Что еще кажется мне очень важным в этике Августина? Это и моя любимая мысль, самая заветная – мысль о том, что по-настоящему страшен только сознательный грех (я не раз повторял ее, говоря о фашизме, потому что фашизм и заключается в том, чтобы наслаждаться преступлением морального закона). Августин раскрывает эту мысль во второй книге «Исповеди». Сначала он говорит о том, что большинство детских грехов выдумываются для того, чтобы показаться товарищам достаточно бесстыдным:
…мне стыдно было перед сверстниками своей малой порочности. Я слушал их хвастовство своими преступлениями; чем они были мерзее, тем больше они хвастались собой. Мне и распутничать правилось не только из любви к распутству, но и из тщеславия. <…> …и если не было проступка, в котором мог бы я сравниваться с другими негодяями, то я сочинял, что мною сделано то, чего я в действительности не делал, лишь бы меня не презирали за мою невинность и не ставили бы ни в грош за мое целомудрие.

Задания к упражнению:
a) В какой книге «Исповеди» Августин раскрывает мысль о сознательном грехе, согласно фрагменту об этике Августина?
b) Продолжите текст об этике Августина, начав сразу после последней приведенной в нем фразы.

Исходные данные:

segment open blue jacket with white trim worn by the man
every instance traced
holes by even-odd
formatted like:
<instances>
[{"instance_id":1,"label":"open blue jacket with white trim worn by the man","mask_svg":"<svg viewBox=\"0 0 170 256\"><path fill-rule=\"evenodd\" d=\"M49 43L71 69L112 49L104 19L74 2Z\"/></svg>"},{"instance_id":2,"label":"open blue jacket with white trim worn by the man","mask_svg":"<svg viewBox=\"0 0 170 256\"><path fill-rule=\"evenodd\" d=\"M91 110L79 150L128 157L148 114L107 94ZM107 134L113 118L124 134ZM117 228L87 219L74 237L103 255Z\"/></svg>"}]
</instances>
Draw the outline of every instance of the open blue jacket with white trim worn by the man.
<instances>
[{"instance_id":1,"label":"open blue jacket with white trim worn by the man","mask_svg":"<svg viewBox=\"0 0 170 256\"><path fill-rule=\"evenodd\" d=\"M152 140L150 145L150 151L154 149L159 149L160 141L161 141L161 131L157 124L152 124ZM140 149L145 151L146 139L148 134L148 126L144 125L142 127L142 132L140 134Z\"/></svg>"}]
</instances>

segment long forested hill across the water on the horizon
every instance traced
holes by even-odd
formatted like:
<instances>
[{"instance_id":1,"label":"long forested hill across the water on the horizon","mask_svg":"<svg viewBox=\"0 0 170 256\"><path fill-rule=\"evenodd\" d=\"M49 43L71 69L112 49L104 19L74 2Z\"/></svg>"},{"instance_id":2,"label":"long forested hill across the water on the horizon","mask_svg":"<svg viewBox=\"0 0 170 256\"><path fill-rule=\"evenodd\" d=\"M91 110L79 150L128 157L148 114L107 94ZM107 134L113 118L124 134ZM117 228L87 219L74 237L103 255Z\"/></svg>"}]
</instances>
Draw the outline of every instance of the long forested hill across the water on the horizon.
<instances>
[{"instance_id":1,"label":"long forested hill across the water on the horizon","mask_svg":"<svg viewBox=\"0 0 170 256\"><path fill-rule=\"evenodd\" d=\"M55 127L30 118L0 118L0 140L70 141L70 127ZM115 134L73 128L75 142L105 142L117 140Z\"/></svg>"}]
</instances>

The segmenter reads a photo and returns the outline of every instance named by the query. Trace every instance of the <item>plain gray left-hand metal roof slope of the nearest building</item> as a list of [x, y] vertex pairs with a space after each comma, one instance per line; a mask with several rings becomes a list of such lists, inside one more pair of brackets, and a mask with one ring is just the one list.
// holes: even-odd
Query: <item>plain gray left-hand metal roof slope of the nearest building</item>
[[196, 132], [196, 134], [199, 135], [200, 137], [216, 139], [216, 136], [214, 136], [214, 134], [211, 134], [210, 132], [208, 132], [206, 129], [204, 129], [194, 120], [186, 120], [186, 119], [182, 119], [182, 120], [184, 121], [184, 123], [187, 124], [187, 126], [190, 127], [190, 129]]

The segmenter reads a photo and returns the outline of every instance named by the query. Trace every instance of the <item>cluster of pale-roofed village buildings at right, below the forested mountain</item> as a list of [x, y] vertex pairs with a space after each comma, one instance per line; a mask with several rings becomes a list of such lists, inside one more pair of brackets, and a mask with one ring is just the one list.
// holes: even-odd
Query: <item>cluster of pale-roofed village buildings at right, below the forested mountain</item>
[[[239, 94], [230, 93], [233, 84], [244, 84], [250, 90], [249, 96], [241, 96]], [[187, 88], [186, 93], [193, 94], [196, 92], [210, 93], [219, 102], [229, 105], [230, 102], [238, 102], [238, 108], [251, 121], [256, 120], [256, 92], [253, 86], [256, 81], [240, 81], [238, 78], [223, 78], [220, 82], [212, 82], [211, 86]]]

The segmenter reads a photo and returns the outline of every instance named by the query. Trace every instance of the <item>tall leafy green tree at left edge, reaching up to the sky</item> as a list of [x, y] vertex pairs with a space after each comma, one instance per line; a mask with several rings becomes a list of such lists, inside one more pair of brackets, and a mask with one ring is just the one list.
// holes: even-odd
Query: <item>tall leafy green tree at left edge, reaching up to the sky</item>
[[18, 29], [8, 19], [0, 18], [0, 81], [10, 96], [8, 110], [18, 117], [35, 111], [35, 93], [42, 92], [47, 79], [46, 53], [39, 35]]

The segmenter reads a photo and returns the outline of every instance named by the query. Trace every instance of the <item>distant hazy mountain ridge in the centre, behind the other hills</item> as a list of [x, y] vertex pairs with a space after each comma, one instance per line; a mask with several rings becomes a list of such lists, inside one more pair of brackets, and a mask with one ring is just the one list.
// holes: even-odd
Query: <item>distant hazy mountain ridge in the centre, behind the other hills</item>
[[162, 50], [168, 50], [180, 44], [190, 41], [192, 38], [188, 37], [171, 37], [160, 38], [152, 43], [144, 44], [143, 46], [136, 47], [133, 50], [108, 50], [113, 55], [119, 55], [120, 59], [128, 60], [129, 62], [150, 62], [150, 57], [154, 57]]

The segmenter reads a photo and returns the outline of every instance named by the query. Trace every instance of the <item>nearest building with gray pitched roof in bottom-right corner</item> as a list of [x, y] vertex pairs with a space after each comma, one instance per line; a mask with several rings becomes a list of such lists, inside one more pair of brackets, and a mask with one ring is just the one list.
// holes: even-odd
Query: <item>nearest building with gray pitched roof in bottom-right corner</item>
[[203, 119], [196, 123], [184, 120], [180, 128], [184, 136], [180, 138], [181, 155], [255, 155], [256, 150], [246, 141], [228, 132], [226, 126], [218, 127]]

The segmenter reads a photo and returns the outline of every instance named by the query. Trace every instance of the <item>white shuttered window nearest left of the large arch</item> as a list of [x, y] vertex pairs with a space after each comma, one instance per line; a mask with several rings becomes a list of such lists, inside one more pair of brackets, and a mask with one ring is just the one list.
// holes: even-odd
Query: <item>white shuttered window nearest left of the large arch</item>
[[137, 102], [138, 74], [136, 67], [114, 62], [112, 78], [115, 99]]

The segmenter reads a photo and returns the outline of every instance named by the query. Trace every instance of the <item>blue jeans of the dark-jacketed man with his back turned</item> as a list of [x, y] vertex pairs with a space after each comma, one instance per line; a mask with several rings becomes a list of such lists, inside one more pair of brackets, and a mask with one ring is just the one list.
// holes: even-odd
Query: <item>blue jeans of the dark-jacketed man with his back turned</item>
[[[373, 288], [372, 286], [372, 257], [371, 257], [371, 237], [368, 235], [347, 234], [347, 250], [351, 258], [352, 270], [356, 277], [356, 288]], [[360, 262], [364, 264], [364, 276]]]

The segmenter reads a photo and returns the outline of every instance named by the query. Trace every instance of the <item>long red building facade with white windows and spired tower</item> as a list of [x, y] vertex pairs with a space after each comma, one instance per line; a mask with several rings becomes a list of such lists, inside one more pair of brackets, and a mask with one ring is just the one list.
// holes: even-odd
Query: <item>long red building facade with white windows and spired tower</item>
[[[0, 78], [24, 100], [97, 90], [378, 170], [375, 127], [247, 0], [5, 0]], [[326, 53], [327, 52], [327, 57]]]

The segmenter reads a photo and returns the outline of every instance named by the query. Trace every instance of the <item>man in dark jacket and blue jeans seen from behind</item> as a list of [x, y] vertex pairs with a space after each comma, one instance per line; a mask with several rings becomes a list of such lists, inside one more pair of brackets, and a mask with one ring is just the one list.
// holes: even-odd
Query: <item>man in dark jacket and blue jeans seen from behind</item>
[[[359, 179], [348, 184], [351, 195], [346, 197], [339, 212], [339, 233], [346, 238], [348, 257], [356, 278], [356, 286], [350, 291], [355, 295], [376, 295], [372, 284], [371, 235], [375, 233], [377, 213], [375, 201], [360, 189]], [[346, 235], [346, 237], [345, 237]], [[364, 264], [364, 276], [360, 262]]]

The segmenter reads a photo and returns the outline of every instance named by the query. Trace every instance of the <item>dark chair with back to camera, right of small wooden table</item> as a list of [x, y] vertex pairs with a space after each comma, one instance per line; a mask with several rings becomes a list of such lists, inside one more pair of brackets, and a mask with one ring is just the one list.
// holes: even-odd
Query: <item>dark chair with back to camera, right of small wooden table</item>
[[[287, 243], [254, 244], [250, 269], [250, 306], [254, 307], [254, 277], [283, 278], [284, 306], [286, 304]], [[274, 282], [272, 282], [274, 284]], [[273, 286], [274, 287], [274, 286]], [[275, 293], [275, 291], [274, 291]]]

Ответы по порядку:
a) Во второй книге «Исповеди».

b)
И в доказательство Августин приводит историю с грушами, которую знают, конечно, все:
По соседству с нашим виноградником стояла груша, отягощенная плодами, ничуть не соблазнительными ни по виду, ни по вкусу. Негодные мальчишки, мы отправились отрясти ее и забрать свою добычу в глухую полночь; по губительному обычаю наши уличные забавы затягивались до этого времени. Мы унесли оттуда огромную ношу не для еды себе (если даже кое-что и съели); и мы готовы были выбросить ее хоть свиньям, лишь бы совершить поступок, который тем был приятен, что был запретен.
Если бы я был один, по обыкновению оправдывается Августин перед Господом, то не пошел бы на это преступление, но я хотел понравиться этим дуракам. Груши были прекрасными, как все Твое творение, тут же оговаривается он, но они были незрелыми, как был незрелым я в то время. Цели съесть эти груши у меня в тот момент не было, я их украл просто из удовольствия украсть. Поэтому «даже такой жестокий безумец», как Катилина, может быть прощен, потому что у него были какие-то цели, он желал для себя какой-то пользы. Это не грех, а заблуждение. Если бы Катилина желал совершить преступление только из желания преступить, вот тогда это был бы настоящий грех.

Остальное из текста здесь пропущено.